* Passage du texte
…, et malgré tous ces inconvénients, mon SD15 est devenu un compagnon que j’aime…
SD15, 17-50 2.8 HSM, Post traitement rapide dans SPP 5,3. 24 photos, Kyoto, aout 2012.
C’est vendredi, il est bientôt une heure, je vais au travail, je suis dans le train, il fait un peu frais, dehors il fait très chaud, j’ai la tête dans la semaine, ce soir, elle sera dans le week-end, pourtant je travaille demain, le samedi passe vite, je n’aime pas le vendredi, je suis le seul professeur à l’école, c’est interminable, mais bon, aujourd’hui c’est jour de paie, c’est toujours ça de pris, je préférerais me promener, je dis ça mais c’est pas vrai, je préférerais rester chez moi, ce matin j’ai fait une lessive, enfin deux, je n’ai pas fait le ménage, je le ferai ce soir, j’ai du faire les courses, je n’avais plus de café, impossible de déjeuner sans café, mon poids ne varie pas, à l’hôtel il y avait un grand miroir, j’y ai vu mon corps, ça faisait longtemps, l’espace d’un instant je me suis vu presque maigre, ce n’est plus le même corps, 22 kilos, c’est beaucoup, Jun à fait une photo dans un temple, je sonnais une grosse cloche, sur la photo je suis vraiment mince, je n’en reviens pas, cela doit faire plus de 10 ans, je suis assis dans le train, je tape ce texte et le vieux à côté de moi est assoupis, j’aimerais en faire autant.
Je vous disais l’autre jour que j’avais acheté un nouvel objectif.
Si vous êtes un lecteur régulier de ce blog, vous devez savoir que je photographie en Sigma. Nous ne sommes pas nombreux dans ce cas, pour beaucoup Sigma est un fabriquant d’objectifs économiques comme Tamron.
C’est vrai en partie.
En fait, Sigma commercialise des appareils photos équipés d’un capteur unique au monde, le capteur Foveon. Il s’agit du seul capteur à trois couches non expérimental et grand public. La première fois où je suis tombé sur une photographie prise par un appareil Sigma, j’ai vraiment été très étonné. En effet, je n’aimais pas vraiment le digital. Il y a en effet une texture quand on zoom sur une photo, quelque chose de granuleux, de transparent aussi, sans matière, que je n’aime pas. Bien entendu, quand vous regardez une photographie dans un magazine, vous ne le voyez pas. Photoshop et d’autres programmes sont passés par là et ont retiré le « bruit » et lissé les textures tout en précisant les contours. À moins que la photographie n’ait été prise avec un appareil moyen format auquel cas les grands pixels captent bien la lumière et donnent un rendu bien plus propre.

* Lignes de données
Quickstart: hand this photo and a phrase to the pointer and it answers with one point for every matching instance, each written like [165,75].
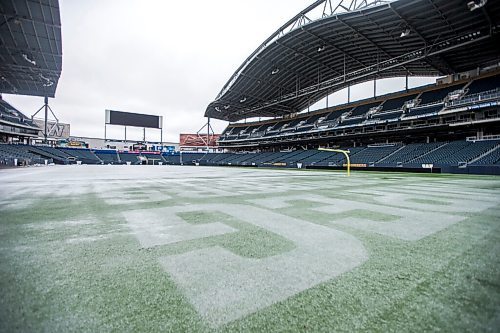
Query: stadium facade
[308,59]
[450,126]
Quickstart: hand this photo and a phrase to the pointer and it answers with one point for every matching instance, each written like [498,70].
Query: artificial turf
[157,248]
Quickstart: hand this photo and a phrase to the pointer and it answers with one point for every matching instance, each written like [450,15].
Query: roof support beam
[368,40]
[334,47]
[449,68]
[319,63]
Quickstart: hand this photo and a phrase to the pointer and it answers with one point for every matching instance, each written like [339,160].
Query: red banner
[198,140]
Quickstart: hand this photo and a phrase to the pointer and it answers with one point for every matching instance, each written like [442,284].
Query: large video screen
[198,140]
[133,119]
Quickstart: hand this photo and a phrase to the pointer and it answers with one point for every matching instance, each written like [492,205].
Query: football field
[199,249]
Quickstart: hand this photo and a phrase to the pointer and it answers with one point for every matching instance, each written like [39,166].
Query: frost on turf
[223,286]
[163,226]
[408,224]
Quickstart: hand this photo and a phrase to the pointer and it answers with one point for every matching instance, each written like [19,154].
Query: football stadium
[303,215]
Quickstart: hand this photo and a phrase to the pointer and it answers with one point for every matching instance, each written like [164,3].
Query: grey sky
[161,57]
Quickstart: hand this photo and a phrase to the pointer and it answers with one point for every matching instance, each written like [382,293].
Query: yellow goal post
[346,154]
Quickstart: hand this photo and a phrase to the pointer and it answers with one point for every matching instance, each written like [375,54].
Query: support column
[46,107]
[208,134]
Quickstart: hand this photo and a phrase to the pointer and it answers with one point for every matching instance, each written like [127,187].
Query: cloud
[156,57]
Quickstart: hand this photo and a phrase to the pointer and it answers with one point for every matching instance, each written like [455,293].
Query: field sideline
[199,249]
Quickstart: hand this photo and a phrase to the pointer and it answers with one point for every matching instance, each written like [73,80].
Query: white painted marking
[411,225]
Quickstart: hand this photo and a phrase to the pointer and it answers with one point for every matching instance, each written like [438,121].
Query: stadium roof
[307,59]
[30,47]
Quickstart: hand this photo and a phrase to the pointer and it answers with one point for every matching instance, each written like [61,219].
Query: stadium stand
[107,156]
[19,155]
[132,158]
[86,156]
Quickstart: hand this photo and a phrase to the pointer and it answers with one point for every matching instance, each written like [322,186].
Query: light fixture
[48,82]
[473,5]
[25,57]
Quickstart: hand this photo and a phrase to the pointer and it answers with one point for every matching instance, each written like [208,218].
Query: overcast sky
[158,57]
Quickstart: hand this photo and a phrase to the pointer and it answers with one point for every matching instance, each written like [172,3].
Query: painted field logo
[223,286]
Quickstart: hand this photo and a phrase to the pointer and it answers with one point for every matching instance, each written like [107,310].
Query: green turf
[70,263]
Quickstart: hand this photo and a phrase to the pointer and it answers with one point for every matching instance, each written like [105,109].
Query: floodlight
[25,57]
[473,5]
[405,33]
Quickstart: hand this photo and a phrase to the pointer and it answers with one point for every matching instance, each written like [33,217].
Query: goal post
[346,154]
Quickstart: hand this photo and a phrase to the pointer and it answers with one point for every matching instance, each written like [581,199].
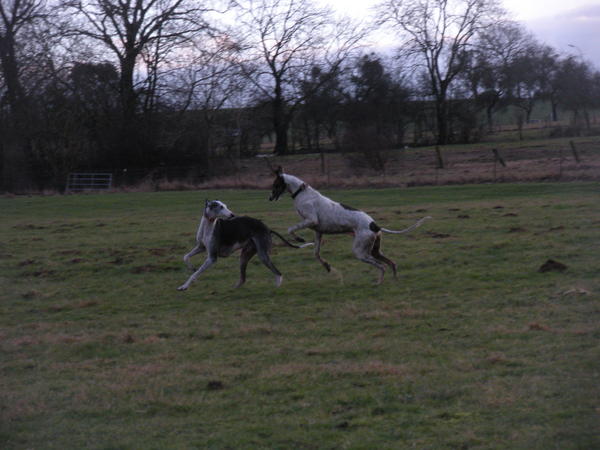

* Consignes à traiter
[a] Répondez aux questions suivantes d'après le passage, chacune sur sa propre ligne :
(i) Quel objectif accompagne le SD15 pour les 24 photos prises à Kyoto ?
(ii) Quel jour de la semaine l'auteur dit-il ne pas aimer ?
(iii) Quel est le nom du capteur dont Sigma équipe ses appareils ?
[b] D'après le passage, pourquoi la texture du numérique n'est-elle pas visible sur une photographie de magazine ? Répondez en une à trois phrases.
[c] Traduisez en anglais la phrase suivante du passage : « Il s’agit du seul capteur à trois couches non expérimental et grand public. »

* Réponses aux consignes
[a]
(i) Le 17-50 2.8 HSM.
(ii) Le vendredi.
(iii) Le capteur Foveon.

[b] Photoshop et d'autres programmes ont retiré le « bruit », lissé les textures et précisé les contours. Cela ne vaut pas pour une photographie prise avec un appareil moyen format, dont les grands pixels captent bien la lumière et donnent un rendu plus propre.

[c] It is the only non-experimental, consumer-grade three-layer sensor.